Это сочетание слов употребил в письме к Беннигсену его давний приятель, французский эмигрант на русской службе генерал Александр Ланжерон.
«Многоуважаемый генерал!
Взяв в руки Ваши бессмертные творения, нельзя от них оторваться, я читал и перечитывал… Вы слишком добры ко мне, и мы, смею сказать, слишком близки друг другу, чтобы я стал говорить Вам пустые комплименты… Советую Вам сшить по листкам каждое письмо, потому что легко могут затеряться отдельные листки. Бесспорно, мой журнал далеко не имеет того интереса, как Ваш, но я последовал Вашему приказанию и послал его Вам, чтобы Вы могли позаимствовать некоторые сведения».
«Журнал» — это дневник, уже обработанный и превращающийся в записки.
Ланжерон — сам известный мемуарист — получил для прочтения журнал своего начальника. Из текста видно, что Беннигсен составляет воспоминания в виде серии писем, очевидно обращенных к кому-то. Понятно также, что речь идет о записках, посвященных минувшим войнам. Но может быть — не только войнам?

= = = = =

## Задания
• a. Какую форму, судя по отрывку о записках Беннигсена, имеют его воспоминания?
• b. Допишите продолжение отрывка о записках Беннигсена, начав сразу после его последнего предложения.

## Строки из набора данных

= = = = =

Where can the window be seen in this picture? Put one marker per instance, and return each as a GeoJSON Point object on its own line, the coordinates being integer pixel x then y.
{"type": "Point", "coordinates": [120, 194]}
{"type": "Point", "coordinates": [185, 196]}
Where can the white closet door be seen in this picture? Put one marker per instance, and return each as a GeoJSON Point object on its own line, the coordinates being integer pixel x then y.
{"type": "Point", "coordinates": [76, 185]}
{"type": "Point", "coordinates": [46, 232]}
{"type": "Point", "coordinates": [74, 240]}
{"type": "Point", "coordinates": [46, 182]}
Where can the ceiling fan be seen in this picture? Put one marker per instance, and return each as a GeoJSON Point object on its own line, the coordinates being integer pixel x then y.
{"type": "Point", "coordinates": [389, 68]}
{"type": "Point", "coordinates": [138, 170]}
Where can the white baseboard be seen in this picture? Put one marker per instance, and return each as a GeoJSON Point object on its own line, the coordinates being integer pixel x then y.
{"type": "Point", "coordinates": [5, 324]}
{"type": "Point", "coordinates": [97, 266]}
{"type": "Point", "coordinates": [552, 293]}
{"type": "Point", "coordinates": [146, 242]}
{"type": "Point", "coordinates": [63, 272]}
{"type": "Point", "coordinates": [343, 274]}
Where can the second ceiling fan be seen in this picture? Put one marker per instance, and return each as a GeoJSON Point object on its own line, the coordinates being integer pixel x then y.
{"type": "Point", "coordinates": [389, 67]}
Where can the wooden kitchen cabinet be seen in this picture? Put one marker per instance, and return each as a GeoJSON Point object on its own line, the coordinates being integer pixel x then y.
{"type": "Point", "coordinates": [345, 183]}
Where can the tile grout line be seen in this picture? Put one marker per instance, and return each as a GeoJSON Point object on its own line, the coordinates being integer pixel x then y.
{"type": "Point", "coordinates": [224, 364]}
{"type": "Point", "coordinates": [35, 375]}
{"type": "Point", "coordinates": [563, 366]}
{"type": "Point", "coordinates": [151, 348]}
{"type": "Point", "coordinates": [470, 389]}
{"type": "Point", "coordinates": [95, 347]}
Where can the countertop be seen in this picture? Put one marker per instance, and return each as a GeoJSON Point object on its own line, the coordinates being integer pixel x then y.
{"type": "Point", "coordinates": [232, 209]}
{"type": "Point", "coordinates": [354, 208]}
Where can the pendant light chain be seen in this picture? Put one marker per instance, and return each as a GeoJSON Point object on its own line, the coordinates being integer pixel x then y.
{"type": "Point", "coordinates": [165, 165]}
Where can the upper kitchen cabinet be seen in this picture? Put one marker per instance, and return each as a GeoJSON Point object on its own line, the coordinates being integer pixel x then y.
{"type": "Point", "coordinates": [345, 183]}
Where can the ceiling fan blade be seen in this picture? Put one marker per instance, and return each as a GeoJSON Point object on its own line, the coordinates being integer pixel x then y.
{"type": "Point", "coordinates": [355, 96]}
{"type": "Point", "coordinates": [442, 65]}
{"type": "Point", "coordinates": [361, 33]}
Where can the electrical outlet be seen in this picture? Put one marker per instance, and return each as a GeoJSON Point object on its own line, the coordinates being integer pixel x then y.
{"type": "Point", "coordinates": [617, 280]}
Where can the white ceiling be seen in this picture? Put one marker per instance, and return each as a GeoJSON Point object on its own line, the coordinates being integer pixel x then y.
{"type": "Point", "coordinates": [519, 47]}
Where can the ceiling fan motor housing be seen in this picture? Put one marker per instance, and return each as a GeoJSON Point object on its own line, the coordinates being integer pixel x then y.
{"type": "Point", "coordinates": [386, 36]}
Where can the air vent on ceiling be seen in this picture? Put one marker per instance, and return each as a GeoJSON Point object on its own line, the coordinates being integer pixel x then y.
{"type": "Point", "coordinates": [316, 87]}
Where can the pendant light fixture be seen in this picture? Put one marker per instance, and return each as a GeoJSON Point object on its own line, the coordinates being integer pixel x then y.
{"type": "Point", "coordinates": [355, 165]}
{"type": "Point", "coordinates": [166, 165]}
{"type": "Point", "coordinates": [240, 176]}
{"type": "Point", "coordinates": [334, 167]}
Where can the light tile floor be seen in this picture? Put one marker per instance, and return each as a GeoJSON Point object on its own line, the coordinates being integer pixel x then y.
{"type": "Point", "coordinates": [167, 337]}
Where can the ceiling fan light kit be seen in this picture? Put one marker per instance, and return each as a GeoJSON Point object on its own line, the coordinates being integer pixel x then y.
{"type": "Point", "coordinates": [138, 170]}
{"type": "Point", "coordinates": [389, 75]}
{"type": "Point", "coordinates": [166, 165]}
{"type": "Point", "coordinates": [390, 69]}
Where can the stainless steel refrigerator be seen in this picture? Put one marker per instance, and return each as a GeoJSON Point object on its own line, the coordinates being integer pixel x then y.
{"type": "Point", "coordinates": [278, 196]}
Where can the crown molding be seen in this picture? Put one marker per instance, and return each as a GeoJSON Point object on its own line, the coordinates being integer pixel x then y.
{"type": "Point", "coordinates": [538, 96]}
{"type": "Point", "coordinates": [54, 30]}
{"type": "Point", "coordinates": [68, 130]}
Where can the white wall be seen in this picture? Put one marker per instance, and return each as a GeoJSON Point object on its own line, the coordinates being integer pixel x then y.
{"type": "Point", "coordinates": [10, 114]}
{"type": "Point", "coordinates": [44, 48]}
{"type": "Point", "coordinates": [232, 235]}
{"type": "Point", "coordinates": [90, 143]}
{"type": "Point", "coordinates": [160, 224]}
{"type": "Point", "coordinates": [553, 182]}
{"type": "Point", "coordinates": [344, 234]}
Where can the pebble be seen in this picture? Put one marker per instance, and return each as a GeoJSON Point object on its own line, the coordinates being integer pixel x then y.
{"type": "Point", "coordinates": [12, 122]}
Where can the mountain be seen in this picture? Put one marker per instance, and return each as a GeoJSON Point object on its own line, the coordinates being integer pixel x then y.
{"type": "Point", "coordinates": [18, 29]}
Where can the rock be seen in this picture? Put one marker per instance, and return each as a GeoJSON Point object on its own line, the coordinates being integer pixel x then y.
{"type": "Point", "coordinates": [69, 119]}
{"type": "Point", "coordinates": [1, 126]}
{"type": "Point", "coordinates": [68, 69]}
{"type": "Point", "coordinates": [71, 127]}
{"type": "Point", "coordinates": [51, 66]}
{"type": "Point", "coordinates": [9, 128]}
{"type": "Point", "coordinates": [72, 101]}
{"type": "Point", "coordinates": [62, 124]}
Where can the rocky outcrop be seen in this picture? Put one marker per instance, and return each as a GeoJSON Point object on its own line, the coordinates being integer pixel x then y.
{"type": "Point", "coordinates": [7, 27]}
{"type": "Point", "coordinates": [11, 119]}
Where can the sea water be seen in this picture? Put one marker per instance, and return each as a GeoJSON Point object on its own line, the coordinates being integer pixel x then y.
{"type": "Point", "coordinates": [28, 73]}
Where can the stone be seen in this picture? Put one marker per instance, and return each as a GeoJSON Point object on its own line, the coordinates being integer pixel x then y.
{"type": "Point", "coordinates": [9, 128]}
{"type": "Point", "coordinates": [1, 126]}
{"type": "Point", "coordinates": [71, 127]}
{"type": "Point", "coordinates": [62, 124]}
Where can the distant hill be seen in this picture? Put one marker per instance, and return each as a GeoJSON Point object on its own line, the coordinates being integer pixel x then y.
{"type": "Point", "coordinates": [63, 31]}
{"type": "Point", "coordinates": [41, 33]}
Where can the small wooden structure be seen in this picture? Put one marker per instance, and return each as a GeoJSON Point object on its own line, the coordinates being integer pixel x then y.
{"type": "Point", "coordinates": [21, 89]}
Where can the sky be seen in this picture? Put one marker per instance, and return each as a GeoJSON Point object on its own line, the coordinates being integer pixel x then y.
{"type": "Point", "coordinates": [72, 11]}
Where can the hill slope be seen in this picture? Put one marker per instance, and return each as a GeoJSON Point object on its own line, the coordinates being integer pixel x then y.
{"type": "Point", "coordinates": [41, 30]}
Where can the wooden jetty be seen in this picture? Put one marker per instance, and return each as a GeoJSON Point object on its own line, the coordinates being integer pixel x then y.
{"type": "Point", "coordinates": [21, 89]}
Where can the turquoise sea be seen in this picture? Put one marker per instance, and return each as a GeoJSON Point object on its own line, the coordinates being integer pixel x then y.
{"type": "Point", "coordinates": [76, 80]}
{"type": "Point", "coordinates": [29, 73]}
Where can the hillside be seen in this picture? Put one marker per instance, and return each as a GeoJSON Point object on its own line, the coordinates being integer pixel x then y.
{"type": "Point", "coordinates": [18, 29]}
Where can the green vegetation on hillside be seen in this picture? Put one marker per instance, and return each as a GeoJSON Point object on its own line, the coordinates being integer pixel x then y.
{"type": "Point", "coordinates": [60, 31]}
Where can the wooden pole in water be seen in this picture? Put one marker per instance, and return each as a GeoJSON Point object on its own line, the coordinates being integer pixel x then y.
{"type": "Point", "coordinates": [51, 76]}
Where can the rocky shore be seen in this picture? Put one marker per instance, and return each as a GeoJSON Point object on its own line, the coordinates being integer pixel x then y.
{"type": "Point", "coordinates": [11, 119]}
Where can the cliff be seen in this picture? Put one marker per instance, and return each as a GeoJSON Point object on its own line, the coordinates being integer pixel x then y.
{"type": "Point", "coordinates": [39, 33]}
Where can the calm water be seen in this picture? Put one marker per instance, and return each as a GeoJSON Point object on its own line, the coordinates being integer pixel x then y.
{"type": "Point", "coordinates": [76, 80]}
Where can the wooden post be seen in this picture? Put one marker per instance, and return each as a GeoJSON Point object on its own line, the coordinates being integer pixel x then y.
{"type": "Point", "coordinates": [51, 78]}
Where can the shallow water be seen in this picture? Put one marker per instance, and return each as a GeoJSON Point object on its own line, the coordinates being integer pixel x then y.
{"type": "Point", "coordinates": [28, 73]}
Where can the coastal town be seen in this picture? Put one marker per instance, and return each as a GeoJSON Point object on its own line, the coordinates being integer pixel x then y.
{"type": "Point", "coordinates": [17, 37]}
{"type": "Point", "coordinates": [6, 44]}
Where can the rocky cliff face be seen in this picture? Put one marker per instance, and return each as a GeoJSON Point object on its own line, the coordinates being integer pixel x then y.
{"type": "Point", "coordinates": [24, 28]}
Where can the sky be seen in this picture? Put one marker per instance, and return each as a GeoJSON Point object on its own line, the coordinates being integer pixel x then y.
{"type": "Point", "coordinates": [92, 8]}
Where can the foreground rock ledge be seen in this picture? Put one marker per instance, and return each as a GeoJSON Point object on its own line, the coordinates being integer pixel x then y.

= = = = =

## Ответы к заданиям
• a. Форму серии писем.

• b.
О том, что Беннигсен пишет мемуары, знал не один Ланжерон: кажется, хитрый ганноверец в определенную пору нарочно распускал слухи. Это бывало в годы опалы, когда требовалось искать путей к сердцу цареву и — к новому возвышению.
В 1810-м — между двумя войнами с Наполеоном — Беннигсен, обращаясь к близкому другу, «льстит себя надеждой, что император прочтет мой труд с интересом». Другом был уже упоминавшийся А. Б. Фок, который в ту пору служил при военном министре Барклае и через его посредство легко мог передать записки Беннигсена в руки государя…
Мог — и, кажется, передал (что и сыграло роль в очередном примирении Александра с Беннигсеном перед 1812 годом).
«Мемуары-письма», о которых толкует Ланжерон, были письмами к Фоку, рассчитанными не только и не столько на Фока.
Записки о двух войнах с Наполеоном должны были выдвинуть Беннигсена-полководца, а также, видимо, погасить упорные слухи, ходившие по Европе, будто генерал описал и самое щекотливое дело в своей жизни.
Имея все это в виду, мы поймем, отчего появление военных записок Беннигсена сопровождается (мы точно знаем по рассказам современников!) разными разговорами генерала о «несчастном дне И марта»; и, как можно легко догадаться, «длинный Кассиус» не старался этими разговорами ухудшить свою репутацию.
Так или иначе, но до современников время от времени доходили «мемуарные волны», причудливо отражавшие подъемы и спады Беннигсеновой карьеры.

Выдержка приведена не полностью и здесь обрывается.